▶ _INSTRUCTION_
Lines from the one containing "of the sun." through the last line of the data are to be repeated word for word, both ends included.

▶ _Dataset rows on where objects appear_
• • • • • • •
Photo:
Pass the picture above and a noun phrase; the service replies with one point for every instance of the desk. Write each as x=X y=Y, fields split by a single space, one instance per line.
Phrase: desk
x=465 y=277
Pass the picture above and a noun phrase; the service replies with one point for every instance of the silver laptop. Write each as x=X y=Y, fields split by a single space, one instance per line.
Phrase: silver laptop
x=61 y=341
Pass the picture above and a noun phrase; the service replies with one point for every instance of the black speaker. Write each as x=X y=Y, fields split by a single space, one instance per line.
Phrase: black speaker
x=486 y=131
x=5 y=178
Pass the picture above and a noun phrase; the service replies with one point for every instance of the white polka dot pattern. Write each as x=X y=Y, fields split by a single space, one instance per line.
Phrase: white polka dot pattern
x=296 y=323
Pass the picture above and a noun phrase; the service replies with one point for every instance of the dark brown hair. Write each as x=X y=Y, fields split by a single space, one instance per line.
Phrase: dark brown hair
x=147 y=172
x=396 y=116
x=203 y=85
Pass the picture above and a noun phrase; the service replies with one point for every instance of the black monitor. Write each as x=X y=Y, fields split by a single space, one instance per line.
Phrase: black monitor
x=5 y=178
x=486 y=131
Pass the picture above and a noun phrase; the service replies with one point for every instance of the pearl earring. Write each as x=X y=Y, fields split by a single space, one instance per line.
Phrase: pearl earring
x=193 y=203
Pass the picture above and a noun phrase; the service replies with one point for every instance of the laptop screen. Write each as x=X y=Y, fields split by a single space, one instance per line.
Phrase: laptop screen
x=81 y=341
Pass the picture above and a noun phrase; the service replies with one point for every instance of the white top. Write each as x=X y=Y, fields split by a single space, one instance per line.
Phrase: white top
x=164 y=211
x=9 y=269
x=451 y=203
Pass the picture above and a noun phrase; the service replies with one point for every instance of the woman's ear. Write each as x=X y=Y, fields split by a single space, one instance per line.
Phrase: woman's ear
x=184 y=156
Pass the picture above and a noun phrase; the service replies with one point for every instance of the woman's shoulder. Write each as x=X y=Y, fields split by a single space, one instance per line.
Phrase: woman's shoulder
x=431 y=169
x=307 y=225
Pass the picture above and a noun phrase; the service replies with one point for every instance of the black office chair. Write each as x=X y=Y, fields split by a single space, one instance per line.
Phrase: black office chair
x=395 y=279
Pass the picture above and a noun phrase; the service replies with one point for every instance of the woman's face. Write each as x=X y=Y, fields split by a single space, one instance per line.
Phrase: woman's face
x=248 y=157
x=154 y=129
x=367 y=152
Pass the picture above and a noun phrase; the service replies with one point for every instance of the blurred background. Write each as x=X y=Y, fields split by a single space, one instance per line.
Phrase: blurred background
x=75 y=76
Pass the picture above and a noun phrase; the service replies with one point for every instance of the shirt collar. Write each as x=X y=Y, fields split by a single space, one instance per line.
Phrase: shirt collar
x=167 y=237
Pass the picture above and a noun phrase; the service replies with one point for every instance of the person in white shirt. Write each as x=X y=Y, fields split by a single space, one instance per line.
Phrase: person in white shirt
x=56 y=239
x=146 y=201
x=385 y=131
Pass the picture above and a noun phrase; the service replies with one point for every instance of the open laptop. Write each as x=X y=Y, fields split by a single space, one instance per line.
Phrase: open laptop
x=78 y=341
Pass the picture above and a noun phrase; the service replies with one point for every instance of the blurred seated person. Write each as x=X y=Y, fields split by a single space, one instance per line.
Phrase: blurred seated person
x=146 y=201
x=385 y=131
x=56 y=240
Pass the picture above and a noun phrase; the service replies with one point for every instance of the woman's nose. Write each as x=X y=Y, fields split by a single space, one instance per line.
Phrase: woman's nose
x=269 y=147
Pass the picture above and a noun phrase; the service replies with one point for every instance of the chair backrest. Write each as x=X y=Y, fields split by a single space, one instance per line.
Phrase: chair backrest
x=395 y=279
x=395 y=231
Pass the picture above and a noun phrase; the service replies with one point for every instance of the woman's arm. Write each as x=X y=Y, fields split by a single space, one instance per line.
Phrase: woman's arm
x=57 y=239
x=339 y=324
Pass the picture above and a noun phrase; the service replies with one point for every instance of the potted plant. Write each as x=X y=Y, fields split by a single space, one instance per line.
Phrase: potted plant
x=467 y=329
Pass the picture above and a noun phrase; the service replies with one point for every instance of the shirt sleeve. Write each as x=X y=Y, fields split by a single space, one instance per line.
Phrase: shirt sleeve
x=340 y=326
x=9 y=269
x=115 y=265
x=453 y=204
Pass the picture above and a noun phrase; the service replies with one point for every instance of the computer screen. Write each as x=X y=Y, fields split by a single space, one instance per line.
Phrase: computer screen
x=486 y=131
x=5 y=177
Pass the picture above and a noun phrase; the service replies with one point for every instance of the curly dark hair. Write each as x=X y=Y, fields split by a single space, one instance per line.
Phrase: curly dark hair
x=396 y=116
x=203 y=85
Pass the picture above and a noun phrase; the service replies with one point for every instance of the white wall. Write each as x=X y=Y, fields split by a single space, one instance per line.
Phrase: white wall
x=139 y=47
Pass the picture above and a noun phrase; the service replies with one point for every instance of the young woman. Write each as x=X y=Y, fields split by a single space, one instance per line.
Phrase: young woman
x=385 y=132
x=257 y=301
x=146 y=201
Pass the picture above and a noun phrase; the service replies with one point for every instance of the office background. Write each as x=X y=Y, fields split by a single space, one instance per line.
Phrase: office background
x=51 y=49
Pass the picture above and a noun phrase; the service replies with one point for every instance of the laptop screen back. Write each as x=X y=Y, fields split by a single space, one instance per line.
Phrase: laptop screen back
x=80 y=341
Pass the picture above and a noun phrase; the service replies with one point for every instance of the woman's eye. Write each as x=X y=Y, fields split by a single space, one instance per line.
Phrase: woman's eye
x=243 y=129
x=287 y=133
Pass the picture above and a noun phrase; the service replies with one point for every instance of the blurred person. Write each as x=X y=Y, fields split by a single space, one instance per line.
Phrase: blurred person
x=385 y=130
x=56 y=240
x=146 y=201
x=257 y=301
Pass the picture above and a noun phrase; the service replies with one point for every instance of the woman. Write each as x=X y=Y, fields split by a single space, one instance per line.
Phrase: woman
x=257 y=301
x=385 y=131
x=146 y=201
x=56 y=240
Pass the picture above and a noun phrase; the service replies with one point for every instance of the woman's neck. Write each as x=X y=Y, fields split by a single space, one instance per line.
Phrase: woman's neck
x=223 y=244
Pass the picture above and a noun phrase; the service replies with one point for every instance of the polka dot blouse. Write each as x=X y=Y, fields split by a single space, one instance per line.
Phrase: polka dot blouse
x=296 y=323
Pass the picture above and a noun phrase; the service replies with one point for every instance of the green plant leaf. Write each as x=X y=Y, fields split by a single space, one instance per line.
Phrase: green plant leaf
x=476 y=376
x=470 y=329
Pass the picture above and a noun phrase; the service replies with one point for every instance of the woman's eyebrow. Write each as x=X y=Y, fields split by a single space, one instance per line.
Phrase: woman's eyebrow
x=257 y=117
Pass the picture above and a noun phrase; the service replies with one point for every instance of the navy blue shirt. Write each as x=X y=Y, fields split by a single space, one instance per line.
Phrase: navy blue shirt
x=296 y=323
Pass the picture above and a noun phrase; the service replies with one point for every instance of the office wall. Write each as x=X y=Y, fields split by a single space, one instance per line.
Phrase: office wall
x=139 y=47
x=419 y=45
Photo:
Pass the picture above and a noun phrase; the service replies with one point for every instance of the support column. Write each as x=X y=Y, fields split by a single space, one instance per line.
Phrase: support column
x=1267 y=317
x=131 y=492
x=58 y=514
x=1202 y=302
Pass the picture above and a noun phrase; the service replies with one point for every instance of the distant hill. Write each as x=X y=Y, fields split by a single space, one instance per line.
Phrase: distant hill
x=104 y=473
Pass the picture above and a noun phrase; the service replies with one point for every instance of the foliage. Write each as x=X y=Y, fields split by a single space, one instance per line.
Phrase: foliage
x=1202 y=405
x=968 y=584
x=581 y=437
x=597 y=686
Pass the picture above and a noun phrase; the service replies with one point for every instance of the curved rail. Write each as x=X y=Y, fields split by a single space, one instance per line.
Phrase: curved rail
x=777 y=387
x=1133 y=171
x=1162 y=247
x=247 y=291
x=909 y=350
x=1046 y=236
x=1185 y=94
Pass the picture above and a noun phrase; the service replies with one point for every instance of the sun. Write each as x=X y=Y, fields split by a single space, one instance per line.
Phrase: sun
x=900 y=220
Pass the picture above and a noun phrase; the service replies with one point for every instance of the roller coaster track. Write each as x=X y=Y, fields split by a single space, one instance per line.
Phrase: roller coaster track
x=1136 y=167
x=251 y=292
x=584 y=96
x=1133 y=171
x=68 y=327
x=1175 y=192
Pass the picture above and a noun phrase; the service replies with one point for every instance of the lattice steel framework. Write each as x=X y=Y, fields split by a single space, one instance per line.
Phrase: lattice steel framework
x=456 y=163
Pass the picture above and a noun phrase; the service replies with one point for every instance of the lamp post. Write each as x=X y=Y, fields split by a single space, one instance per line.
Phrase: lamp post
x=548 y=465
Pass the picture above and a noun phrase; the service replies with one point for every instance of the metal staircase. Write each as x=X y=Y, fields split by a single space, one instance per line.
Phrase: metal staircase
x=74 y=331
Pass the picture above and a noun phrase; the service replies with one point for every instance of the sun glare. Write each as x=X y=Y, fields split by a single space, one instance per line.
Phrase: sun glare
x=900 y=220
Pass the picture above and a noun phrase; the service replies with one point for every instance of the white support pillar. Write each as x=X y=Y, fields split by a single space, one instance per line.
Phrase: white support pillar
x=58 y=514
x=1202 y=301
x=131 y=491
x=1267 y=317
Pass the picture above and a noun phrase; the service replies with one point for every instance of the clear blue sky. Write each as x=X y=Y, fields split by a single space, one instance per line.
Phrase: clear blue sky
• • • • • • •
▶ _RESPONSE TO THE TASK_
Pass the picture above and a noun phrase; the service replies with one point for every instance of the sun. Write each as x=X y=Y, fields split by a single space, one instance per line.
Phrase: sun
x=900 y=220
Pass the picture above and a noun phrase; the service replies with one point for every instance of the roller coaster track. Write each as x=X y=Y, fields split by a single space, one instance per line.
Phrase: roller coaster track
x=1136 y=167
x=251 y=292
x=584 y=96
x=1133 y=171
x=68 y=327
x=1175 y=192
Pass the picture above and a noun phrase; the service replies with one point for every instance of the lattice steel framework. Write each as x=X y=Y, fields split by a single space, one instance per line.
Phrase: lattice steel framework
x=456 y=163
Pass the picture above and a noun phrase; the service replies with one point for every instance of the lamp post. Write each as x=X y=Y, fields split by a single space, one instance per line.
Phrase: lamp post
x=548 y=465
Pass the picture above and a noun phrase; the service replies with one point for every instance of the metal staircase. Write each as x=X y=Y, fields split by a single space, one instance per line.
Phrase: metal staircase
x=74 y=331
Pass the picture above and a noun phrase; the service replies with one point for every instance of the sun glare. Write each as x=X y=Y, fields split by a single space, one instance per line.
Phrase: sun glare
x=900 y=220
Pass the picture above and a noun phrase; the service replies with one point for every instance of the white support pillar. Write each as x=X y=Y, fields split by a single space, one instance per line.
Phrase: white support pillar
x=58 y=514
x=1202 y=301
x=131 y=491
x=1267 y=317
Pass the picture above and a noun phrase; the service replies with one point for every instance of the clear blue sky. Write each as x=X y=Y, fields split by a single space, one instance per line.
Phrase: clear blue sky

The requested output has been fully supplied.